**TO DO**
Format every line of the records below as a Markdown table with the columns "No." and "Text," numbering each row and leaving out blank lines.

______

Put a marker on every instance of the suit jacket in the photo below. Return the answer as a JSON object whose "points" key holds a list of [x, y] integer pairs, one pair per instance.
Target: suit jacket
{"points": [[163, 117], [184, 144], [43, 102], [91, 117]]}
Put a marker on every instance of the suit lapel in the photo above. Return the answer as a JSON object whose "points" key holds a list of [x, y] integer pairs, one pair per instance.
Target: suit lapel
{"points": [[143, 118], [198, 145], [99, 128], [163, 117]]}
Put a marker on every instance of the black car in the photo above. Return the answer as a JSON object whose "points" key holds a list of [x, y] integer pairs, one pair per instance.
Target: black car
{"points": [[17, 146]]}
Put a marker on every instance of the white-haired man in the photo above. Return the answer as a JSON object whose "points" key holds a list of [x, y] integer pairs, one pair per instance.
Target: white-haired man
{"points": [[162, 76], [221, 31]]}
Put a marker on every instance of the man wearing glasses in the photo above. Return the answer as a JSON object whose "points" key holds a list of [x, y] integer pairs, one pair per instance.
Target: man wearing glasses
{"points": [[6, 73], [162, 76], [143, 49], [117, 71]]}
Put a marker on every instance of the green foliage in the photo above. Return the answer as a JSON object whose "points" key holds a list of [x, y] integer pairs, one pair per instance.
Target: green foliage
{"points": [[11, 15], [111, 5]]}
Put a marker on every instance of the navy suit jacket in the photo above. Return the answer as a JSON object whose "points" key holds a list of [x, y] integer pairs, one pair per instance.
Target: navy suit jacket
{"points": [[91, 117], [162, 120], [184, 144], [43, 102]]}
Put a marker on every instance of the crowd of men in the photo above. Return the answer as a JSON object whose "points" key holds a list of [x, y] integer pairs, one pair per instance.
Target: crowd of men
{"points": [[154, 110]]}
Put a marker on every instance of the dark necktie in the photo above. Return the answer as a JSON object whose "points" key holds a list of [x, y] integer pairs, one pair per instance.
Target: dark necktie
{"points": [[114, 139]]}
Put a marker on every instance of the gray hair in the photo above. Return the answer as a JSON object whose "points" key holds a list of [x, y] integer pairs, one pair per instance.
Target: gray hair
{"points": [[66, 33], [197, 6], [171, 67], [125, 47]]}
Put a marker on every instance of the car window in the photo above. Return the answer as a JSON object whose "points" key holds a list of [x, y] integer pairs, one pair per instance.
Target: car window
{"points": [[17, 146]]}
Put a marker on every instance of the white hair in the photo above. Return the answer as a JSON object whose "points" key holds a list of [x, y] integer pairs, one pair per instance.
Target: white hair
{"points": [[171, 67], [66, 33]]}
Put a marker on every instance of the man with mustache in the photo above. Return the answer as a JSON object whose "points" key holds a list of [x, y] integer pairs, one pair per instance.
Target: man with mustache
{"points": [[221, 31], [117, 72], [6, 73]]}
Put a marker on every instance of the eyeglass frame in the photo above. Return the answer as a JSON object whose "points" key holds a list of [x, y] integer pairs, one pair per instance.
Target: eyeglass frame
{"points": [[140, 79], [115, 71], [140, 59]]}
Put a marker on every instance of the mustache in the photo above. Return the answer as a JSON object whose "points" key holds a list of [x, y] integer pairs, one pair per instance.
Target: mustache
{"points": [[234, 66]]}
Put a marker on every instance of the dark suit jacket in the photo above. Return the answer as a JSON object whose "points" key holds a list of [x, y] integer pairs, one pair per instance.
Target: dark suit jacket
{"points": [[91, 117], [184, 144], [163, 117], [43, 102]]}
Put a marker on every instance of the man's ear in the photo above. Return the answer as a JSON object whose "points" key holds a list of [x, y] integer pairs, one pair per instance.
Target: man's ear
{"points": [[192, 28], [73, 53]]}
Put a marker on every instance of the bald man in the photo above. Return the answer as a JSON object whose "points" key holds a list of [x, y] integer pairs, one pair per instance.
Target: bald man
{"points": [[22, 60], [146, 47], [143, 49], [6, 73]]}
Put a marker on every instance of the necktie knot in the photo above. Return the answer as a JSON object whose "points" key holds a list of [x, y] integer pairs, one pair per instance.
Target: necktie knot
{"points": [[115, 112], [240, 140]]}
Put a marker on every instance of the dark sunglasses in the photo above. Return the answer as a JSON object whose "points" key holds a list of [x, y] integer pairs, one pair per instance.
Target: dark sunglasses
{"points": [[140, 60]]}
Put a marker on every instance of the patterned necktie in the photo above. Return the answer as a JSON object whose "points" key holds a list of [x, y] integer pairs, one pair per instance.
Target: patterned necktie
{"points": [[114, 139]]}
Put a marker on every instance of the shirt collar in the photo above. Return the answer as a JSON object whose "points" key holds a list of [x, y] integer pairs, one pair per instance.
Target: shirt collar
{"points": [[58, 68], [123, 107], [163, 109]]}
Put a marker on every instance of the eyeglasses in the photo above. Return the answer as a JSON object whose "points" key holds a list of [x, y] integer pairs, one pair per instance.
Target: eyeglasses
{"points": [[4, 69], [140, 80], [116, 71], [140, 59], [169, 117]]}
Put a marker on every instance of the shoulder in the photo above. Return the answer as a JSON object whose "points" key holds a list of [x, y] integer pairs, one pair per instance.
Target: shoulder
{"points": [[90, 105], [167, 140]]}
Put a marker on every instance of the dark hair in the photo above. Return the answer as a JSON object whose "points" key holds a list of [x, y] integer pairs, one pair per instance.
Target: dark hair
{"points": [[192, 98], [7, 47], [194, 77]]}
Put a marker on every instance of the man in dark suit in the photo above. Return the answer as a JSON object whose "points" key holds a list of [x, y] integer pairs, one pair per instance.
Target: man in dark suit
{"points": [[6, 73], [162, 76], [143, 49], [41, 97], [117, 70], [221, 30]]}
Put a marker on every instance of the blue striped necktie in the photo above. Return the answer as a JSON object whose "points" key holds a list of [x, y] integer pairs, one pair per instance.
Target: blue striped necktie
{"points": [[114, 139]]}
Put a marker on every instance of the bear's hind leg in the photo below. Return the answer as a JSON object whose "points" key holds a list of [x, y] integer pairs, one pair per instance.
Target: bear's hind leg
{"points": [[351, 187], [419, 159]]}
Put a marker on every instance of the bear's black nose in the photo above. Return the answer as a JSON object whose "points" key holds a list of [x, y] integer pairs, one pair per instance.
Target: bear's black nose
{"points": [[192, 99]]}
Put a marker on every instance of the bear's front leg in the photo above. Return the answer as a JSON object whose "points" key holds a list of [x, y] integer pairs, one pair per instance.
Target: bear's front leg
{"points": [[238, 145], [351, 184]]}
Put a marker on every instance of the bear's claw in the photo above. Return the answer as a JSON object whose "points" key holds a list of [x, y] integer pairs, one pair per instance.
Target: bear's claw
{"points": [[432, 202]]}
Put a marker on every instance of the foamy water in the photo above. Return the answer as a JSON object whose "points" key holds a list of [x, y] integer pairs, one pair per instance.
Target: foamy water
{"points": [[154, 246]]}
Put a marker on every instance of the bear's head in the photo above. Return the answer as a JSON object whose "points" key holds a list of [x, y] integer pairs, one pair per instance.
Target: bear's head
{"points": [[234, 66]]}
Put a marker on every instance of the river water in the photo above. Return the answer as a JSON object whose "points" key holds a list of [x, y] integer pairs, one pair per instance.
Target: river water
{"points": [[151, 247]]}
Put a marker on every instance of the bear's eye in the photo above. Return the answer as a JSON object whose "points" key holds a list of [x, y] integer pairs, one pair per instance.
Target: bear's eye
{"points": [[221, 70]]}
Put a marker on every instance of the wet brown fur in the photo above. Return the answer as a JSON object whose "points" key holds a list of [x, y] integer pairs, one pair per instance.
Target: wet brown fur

______

**SOLUTION TO THE EXERCISE**
| No. | Text |
|---|---|
| 1 | Put a marker on every instance of the suit jacket in the photo below. Return the answer as a JSON object whose "points" key holds a list of [x, y] integer pairs, one pair per instance. |
| 2 | Target: suit jacket |
| 3 | {"points": [[163, 117], [184, 144], [43, 102], [91, 117]]} |
| 4 | Put a marker on every instance of the suit lapel in the photo above. Return the answer as a JSON object whose "points" key holds a list of [x, y] integer pairs, one pair per instance. |
| 5 | Target: suit lapel |
| 6 | {"points": [[143, 118], [198, 145], [99, 128], [163, 117]]} |
| 7 | Put a marker on every instance of the black car in the photo above. Return the answer as a JSON object whose "points" key holds a list of [x, y] integer pairs, one pair per instance. |
| 8 | Target: black car |
| 9 | {"points": [[17, 146]]} |
| 10 | Put a marker on every instance of the white-haired man in the photo above. Return the answer as a JSON object whose "points" key holds a list of [x, y] integer pairs, one pair per instance. |
| 11 | Target: white-haired man |
| 12 | {"points": [[162, 76], [221, 31]]} |
| 13 | Put a marker on every instance of the man wearing glasses in the photo above. Return the answer as a JSON object whose "points" key holds a list of [x, y] integer pairs, one pair per instance. |
| 14 | Target: man wearing glasses |
| 15 | {"points": [[6, 73], [162, 76], [143, 49], [117, 71]]} |
| 16 | Put a marker on every instance of the green foliage in the photo above. Return the answer as a JSON object whose "points" key holds a list of [x, y] integer pairs, one pair per instance. |
| 17 | Target: green foliage |
| 18 | {"points": [[11, 15], [111, 5]]} |
| 19 | Put a marker on every instance of the navy suit jacket in the photo above. Return the answer as a JSON object whose "points" key holds a list of [x, y] integer pairs, one pair per instance. |
| 20 | Target: navy suit jacket |
| 21 | {"points": [[91, 117], [162, 120], [184, 144], [43, 102]]} |
| 22 | Put a marker on every instance of the crowd of men in the photo above. Return the answer as a JSON object whose "points" key holds a list of [x, y] integer pairs, one pair per instance. |
| 23 | Target: crowd of men |
| 24 | {"points": [[154, 110]]} |
| 25 | Put a marker on every instance of the dark necktie in the photo above. Return the answer as a JSON object whose "points" key holds a list of [x, y] integer pairs, one pair per instance. |
| 26 | Target: dark necktie |
| 27 | {"points": [[114, 139]]} |
| 28 | Put a marker on every instance of the gray hair in the photo above. Return the answer as a JSON object whose "points" key holds a list of [x, y] integer pairs, one pair per instance. |
| 29 | Target: gray hair |
| 30 | {"points": [[66, 33], [197, 6], [171, 67], [125, 47]]} |
| 31 | Put a marker on every instance of the car window in the photo above. Return the answer as a JSON object whose "points" key holds a list of [x, y] integer pairs, one pair per instance. |
| 32 | Target: car window |
| 33 | {"points": [[17, 146]]} |
| 34 | Put a marker on every instance of the white hair in the photo above. Return the answer as a JSON object whose "points" key holds a list of [x, y] integer pairs, one pair per instance. |
| 35 | Target: white hair |
| 36 | {"points": [[171, 67], [66, 33]]} |
| 37 | Put a marker on every instance of the man with mustache in the photo above. Return the answer as a JSON object whose "points" key holds a list of [x, y] integer pairs, one pair per instance. |
| 38 | Target: man with mustache |
| 39 | {"points": [[221, 31], [117, 72], [6, 73]]} |
| 40 | Put a marker on every instance of the eyeglass frame in the photo above. Return the answer as a JSON object whose "points" key holds a list of [x, y] integer pairs, one pair per instance. |
| 41 | Target: eyeglass frame |
| 42 | {"points": [[140, 79], [115, 71], [140, 59]]} |
| 43 | Put a marker on every instance of the mustache in the photo above. Return the answer as a JSON object whose "points" key holds a list of [x, y] integer pairs, one pair per instance. |
| 44 | Target: mustache |
| 45 | {"points": [[234, 66]]} |
| 46 | Put a marker on every instance of the dark suit jacket in the photo above. Return the answer as a JSON object whose "points" key holds a list of [x, y] integer pairs, one pair per instance. |
| 47 | Target: dark suit jacket |
| 48 | {"points": [[91, 117], [184, 144], [163, 117], [43, 102]]} |
| 49 | Put a marker on every instance of the man's ear in the photo above. Return the answer as a JSON object whose "points" key holds a list of [x, y] integer pairs, one pair per instance. |
| 50 | Target: man's ear |
| 51 | {"points": [[192, 28], [73, 53]]} |
| 52 | Put a marker on every instance of the bald man in the photo above. Return the answer as a JSON object whose "points" key holds a list of [x, y] integer pairs, one pair per instance. |
| 53 | Target: bald man |
| 54 | {"points": [[22, 60], [146, 47], [143, 49], [6, 73]]} |
| 55 | Put a marker on every instance of the necktie knot in the photo above. Return the answer as a JSON object whose "points" key holds a list of [x, y] integer pairs, one pair per instance. |
| 56 | Target: necktie knot |
| 57 | {"points": [[115, 112], [240, 140]]} |
| 58 | Put a marker on every instance of the dark sunglasses in the photo above. Return the answer as a JSON object whose "points" key holds a list of [x, y] integer pairs, one pair per instance. |
| 59 | Target: dark sunglasses |
| 60 | {"points": [[140, 60]]} |
| 61 | Put a marker on every instance of the patterned necktie in the photo above. Return the answer as a JSON object whose "points" key holds a list of [x, y] integer pairs, one pair per instance. |
| 62 | Target: patterned necktie |
| 63 | {"points": [[114, 139]]} |
| 64 | Put a marker on every instance of the shirt collar in the photo above. Return the answer as a JSON object whose "points" key holds a list of [x, y] integer pairs, one pair per instance. |
| 65 | Target: shirt collar |
| 66 | {"points": [[58, 68], [123, 107], [163, 109]]} |
| 67 | Put a marker on every instance of the eyeglasses in the photo above. Return the answer as a JSON object whose "points" key holds a list of [x, y] integer pairs, one pair per instance. |
| 68 | Target: eyeglasses |
| 69 | {"points": [[4, 69], [140, 80], [116, 71], [140, 59], [169, 117]]} |
| 70 | Put a marker on every instance of the shoulder in the photo above. Return the answer as a JSON object whose "points" key holds a list of [x, y] integer pairs, one pair per instance. |
| 71 | Target: shoulder |
| 72 | {"points": [[90, 105], [167, 140]]} |
| 73 | Put a marker on every instance of the dark hair in the photo above. Return the answer as a JSON object whose "points" key holds a list of [x, y] integer pairs, one pair per instance. |
| 74 | Target: dark hair |
| 75 | {"points": [[192, 98], [7, 47], [194, 77]]} |
| 76 | Put a marker on every instance of the man in dark suit in the photo above. Return the answer as a JSON object whose "points" key holds a list of [x, y] integer pairs, one pair per instance. |
| 77 | Target: man in dark suit |
| 78 | {"points": [[6, 73], [162, 76], [143, 49], [41, 97], [117, 70], [221, 30]]} |
| 79 | Put a marker on every instance of the blue striped necktie in the photo above. Return the answer as a JSON object whose "points" key holds a list of [x, y] integer pairs, one pair per instance. |
| 80 | Target: blue striped necktie |
| 81 | {"points": [[114, 139]]} |
| 82 | Put a marker on every instance of the bear's hind leg in the photo below. Return the answer as a JSON object whose "points" key holds a list of [x, y] integer pairs, one pair per instance. |
| 83 | Target: bear's hind leg |
| 84 | {"points": [[351, 187], [419, 159]]} |
| 85 | Put a marker on every instance of the bear's black nose in the photo above. Return the answer as a JSON object whose "points" key holds a list of [x, y] integer pairs, one pair per instance. |
| 86 | Target: bear's black nose |
| 87 | {"points": [[192, 99]]} |
| 88 | Put a marker on every instance of the bear's front leg in the photo above. Return the answer as a JSON object whose "points" key holds a list of [x, y] integer pairs, one pair per instance. |
| 89 | Target: bear's front leg |
| 90 | {"points": [[238, 145], [351, 184]]} |
| 91 | Put a marker on every instance of the bear's claw in the photo above. Return the answer as a JSON object whose "points" key holds a list of [x, y] integer pairs, one pair per instance. |
| 92 | Target: bear's claw |
| 93 | {"points": [[432, 202]]} |
| 94 | Put a marker on every instance of the foamy water in the photo above. Return the answer as a JSON object whose "points" key holds a list of [x, y] integer pairs, one pair per instance. |
| 95 | Target: foamy water |
| 96 | {"points": [[154, 246]]} |
| 97 | Put a marker on every instance of the bear's head in the photo above. Return the answer as a JSON object whose "points" key holds a list of [x, y] integer pairs, one pair per instance. |
| 98 | Target: bear's head |
| 99 | {"points": [[234, 66]]} |
| 100 | Put a marker on every instance of the river water in the photo above. Return the answer as a JSON object whose "points" key holds a list of [x, y] integer pairs, one pair per instance. |
| 101 | Target: river water |
| 102 | {"points": [[151, 247]]} |
| 103 | Put a marker on every instance of the bear's eye in the photo above. Return the answer as a JSON object whose "points" key holds a list of [x, y] integer pairs, one pair per instance. |
| 104 | Target: bear's eye |
| 105 | {"points": [[221, 70]]} |
| 106 | Put a marker on every instance of the wet brown fur in the photo above. Return the answer as a JSON object whose "points" key holds a list of [x, y] integer pairs, one pair per instance. |
| 107 | Target: wet brown fur |